### Page
This is what has made our education reforms so transformational – they are devo-max in the truest sense of the world.
They were founded on the core belief that the future of our education system was best served in the hands of professionals on the frontline, not politicians and bureaucrats in Whitehall or town halls.
This white paper is the next stage on that journey.
It does not propose another big idea to be imposed on schools – instead it lays out how we will give schools, school leaders, and the education profession the power, incentives and accountability to give every child an excellent education. And it sets out the underpinning infrastructure that will equip schools to succeed and build an adaptive, dynamic school system, which rewards innovation, spreads excellence and is intolerant of failure.
The vision you will read in the white paper is the vision for a truly future-facing education system, based on learning from the best systems around the world, and designed not just to deal with the challenges of today but of years to come.
Autonomy not abdication
Reading the white paper should leave you with no doubt that we are strong proponents of school freedom. But let me be clear that giving every school autonomy does not mean the government will be abdicating its responsibilities. I am not so naïve as to believe that academy status in itself is a magic wand.
There is and always will be a role for government in education. The public rightly expects their elected government to hold schools to account for the outcomes young people achieve and the investment tax payers put in.
This white paper outlines a radically different role for government to play – my job is to create the conditions for autonomy to succeed right across the country.
The past 5 years have demonstrated incontrovertibly that autonomy and freedom in the hands of excellent leaders and outstanding teachers delivers excellence. We also know that excellence can be delivered in the most challenging of environments.
Just ask the pupils at Lowedges Junior Academy in Sheffield where 45% of pupils are eligible for free school meals. Aston Community Education Trust, an experienced sponsor with a track record in turning around primary schools became its sponsor in 2014. With the trust’s support the school has managed to bring about a 36% jump in pupils achieving level 4 in reading, writing and maths at key stage 2 from 45% when it took over to 81% now.
And it’s not just a few isolated examples. We have 1.4 million more pupils in ‘good’ and ‘outstanding’ schools since 2010 because our reforms, translated into reality on the ground by the hard work of school leaders and teachers, really do work.
But, for all that we have unlocked excellence, as I have said many times before, we do not yet have that excellence everywhere and for me, the everywhere is non-negotiable.
Pockets of excellence are fantastic and act as trailblazers for the system, but their impact will be marginal if we cannot find a way for the rest of the system to learn from their success. Because we’re not asking schools to do any more than the best schools are already doing.

### Required actions
1: According to the education reform passage, why does giving every school autonomy not mean that the government abdicates its responsibilities? Answer in one to three sentences.
2: Decide whether each statement agrees with the education reform passage, answering yes or no and quoting the deciding words: (a) The white paper proposes another big idea to be imposed on schools. (b) At Lowedges Junior Academy, 45% of pupils are eligible for free school meals. (c) Aston Community Education Trust became the school's sponsor in 2010.
3: Reproduce everything in the education reform passage from "But, for all" down to "are already doing.", substituting "pioneers" for "trailblazers".

### Data items
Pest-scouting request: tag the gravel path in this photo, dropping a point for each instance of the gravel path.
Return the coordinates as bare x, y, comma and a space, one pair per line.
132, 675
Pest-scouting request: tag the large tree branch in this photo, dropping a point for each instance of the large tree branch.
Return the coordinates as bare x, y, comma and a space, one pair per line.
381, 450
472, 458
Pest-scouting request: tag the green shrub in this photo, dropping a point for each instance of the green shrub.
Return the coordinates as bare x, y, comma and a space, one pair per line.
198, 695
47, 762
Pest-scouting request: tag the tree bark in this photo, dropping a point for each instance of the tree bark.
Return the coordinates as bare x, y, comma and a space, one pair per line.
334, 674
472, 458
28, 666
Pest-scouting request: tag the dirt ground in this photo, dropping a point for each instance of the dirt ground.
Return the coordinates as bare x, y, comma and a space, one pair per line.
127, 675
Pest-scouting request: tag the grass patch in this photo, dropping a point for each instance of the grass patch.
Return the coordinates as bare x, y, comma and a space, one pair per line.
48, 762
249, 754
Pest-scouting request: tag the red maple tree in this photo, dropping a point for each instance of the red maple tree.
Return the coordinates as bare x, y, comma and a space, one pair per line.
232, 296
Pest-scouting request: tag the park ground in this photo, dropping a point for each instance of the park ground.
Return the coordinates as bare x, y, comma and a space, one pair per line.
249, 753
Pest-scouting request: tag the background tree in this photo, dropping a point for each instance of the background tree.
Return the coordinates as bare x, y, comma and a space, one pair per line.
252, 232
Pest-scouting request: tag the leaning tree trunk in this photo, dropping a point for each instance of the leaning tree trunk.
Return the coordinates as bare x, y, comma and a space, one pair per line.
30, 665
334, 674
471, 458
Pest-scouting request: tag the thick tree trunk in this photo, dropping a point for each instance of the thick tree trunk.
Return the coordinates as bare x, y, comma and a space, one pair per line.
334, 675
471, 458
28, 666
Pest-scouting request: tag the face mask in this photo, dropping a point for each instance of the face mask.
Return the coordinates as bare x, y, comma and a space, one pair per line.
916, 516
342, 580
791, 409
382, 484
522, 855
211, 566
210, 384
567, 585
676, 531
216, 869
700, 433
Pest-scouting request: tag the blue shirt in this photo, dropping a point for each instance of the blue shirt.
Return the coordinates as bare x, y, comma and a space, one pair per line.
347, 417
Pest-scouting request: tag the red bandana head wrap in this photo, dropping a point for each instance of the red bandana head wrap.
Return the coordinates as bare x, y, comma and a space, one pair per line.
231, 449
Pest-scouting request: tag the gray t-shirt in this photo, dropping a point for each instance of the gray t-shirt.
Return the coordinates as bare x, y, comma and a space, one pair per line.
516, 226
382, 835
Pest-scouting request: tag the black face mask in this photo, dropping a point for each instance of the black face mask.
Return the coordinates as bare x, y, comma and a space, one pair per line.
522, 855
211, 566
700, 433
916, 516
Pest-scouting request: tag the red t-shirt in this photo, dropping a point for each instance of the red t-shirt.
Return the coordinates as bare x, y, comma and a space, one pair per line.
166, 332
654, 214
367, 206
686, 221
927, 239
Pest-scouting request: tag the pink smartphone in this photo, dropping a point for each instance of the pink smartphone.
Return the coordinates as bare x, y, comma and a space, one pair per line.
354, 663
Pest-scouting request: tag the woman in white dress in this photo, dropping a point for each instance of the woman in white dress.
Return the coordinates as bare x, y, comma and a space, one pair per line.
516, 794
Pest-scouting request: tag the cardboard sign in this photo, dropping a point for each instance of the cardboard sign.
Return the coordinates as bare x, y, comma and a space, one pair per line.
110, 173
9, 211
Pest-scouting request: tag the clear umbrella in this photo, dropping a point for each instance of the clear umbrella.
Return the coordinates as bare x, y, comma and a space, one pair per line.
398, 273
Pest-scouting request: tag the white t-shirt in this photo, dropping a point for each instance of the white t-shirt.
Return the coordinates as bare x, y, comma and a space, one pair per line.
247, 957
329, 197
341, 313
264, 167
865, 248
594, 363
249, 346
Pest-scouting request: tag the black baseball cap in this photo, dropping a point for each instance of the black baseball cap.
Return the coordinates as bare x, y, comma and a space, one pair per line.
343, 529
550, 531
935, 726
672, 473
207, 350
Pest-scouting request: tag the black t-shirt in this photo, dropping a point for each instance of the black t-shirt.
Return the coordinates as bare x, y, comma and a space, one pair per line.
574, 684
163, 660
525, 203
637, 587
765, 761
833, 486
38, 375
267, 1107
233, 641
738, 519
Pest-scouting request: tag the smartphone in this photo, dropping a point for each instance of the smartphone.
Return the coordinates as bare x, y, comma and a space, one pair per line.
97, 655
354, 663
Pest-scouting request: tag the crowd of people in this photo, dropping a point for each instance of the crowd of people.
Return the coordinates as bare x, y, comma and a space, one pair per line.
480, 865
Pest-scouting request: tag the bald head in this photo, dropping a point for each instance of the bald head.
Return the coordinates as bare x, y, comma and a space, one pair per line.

### Outputs by task
1: The passage states that there is and always will be a role for government in education. The public rightly expects its elected government to hold schools to account for the outcomes young people achieve and for the investment taxpayers put in.

2:
(a) No: "It does not propose another big idea to be imposed on schools."
(b) Yes: "where 45% of pupils are eligible for free school meals."
(c) No: "became its sponsor in 2014."

3:
But, for all that we have unlocked excellence, as I have said many times before, we do not yet have that excellence everywhere and for me, the everywhere is non-negotiable.
Pockets of excellence are fantastic and act as pioneers for the system, but their impact will be marginal if we cannot find a way for the rest of the system to learn from their success. Because we’re not asking schools to do any more than the best schools are already doing.